**FRAGMENTO**
= = = =

El rubio destemplado (o tal vez tinturado para disimular las canosidades), que no usa peluquín y se cree la “última cocacola del desierto”, o el último “perro caliente” del camino, que en su campaña electoral revivió discursos racistas, antigays, sexistas y la emprendió contra los mexicanos como si se tratara de seres demoníacos en predios del Ku Klux Klan, se ha especializado en sacar de las ruedas de prensa a periodistas incómodos.
La prensa, que por supuesto debe ser criticada y que casi siempre está del lado del poder e ignora a los humillados y ofendidos, tiene en Trump un acicate para la información y la confección de titulares. Pero, a su vez, parece estar dentro del estilacho del presidente irse en cualquier momento contra la Primera Enmienda (sobre las libertades de prensa y expresión) de la Constitución estadounidense.

= = = =

**DATOS MOSTRADOS**
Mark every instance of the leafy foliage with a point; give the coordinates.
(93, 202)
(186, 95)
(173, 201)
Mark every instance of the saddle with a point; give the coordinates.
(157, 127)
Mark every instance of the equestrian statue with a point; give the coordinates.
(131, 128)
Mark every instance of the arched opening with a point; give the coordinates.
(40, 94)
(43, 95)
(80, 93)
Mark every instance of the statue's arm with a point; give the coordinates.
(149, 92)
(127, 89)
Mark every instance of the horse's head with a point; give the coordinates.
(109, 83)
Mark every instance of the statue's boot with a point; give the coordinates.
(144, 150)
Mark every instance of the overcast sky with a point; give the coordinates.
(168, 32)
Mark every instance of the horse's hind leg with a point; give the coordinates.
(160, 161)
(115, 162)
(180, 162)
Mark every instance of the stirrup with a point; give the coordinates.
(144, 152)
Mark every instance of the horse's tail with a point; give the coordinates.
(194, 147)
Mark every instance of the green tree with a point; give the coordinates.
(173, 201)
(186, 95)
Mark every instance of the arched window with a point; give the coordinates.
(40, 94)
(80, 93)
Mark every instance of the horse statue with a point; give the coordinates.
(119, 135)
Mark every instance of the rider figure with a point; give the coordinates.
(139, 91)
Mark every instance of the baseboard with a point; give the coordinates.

= = = =

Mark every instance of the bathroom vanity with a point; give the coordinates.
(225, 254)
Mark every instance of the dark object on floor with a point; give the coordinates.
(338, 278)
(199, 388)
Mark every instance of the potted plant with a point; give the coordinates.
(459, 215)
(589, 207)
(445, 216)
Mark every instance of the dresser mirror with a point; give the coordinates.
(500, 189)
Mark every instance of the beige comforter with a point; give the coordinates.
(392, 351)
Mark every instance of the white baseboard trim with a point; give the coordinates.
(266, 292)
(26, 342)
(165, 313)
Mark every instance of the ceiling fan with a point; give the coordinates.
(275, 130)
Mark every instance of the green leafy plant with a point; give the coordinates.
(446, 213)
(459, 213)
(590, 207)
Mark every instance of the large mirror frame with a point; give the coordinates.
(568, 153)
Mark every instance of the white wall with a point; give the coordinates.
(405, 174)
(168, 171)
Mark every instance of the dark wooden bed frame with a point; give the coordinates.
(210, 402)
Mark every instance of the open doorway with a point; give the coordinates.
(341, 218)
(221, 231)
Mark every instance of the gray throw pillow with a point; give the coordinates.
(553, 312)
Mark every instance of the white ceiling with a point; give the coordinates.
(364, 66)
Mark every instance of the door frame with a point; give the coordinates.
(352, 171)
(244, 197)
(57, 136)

= = = =

**TAREAS**
a - Reescribe el listado desde la línea con "Mark every instance of the horse's hind" hasta la línea con "Mark every instance of the baseboard", ambas incluidas, cambiando "rider figure" por "horseman figure" y dejando todo lo demás igual.
b - Prosigue el fragmento sobre Trump y la prensa a partir de su última oración.

**RESULTADOS**
a -
Mark every instance of the horse's hind leg with a point; give the coordinates.
(160, 161)
(115, 162)
(180, 162)
Mark every instance of the stirrup with a point; give the coordinates.
(144, 152)
Mark every instance of the horse's tail with a point; give the coordinates.
(194, 147)
Mark every instance of the green tree with a point; give the coordinates.
(173, 201)
(186, 95)
Mark every instance of the arched window with a point; give the coordinates.
(40, 94)
(80, 93)
Mark every instance of the horse statue with a point; give the coordinates.
(119, 135)
Mark every instance of the horseman figure with a point; give the coordinates.
(139, 91)
Mark every instance of the baseboard with a point; give the coordinates.

b -
En su discurso de posesión, el magnate devenido presidente, apeló al populismo fascistoide, con enarbolamiento del nacionalismo a ultranza. “Vamos a hacer que Estados Unidos sea un país grande otra vez”, quizá pensando en el proteccionismo: “compren estadounidense y contraten estadounidenses”.
En un país donde la esperanza de vida de los blancos está disminuyendo, al tiempo que aumentan los suicidios, el consumo de estupefacientes y el alcoholismo, Trump no se refirió a las desigualdades sociales, pero le sacó dividendos a la política económica de Obama de favorecer a banqueros, a Wall Street y olvidar a los propietarios de viviendas. Según el nobel de economía Joseph Stiglitz, Obama “reforzó el statu quo, el experimento de treinta años con el neoliberalismo”.
Esta situación trabajó a favor de Trump y sus discursos de campaña, en los cuales siempre estuvieron los trabajadores blancos del centro de Estados Unidos. Los más pobres y olvidados del establishment ya comenzaron a sufrir los latigazos del guache que, en plena campaña, dijo que tenía “el pene suficientemente grande para asumir la presidencia”. Y nada raro seria que, a falta de cerebro y tacto político, gobierne con el pipí.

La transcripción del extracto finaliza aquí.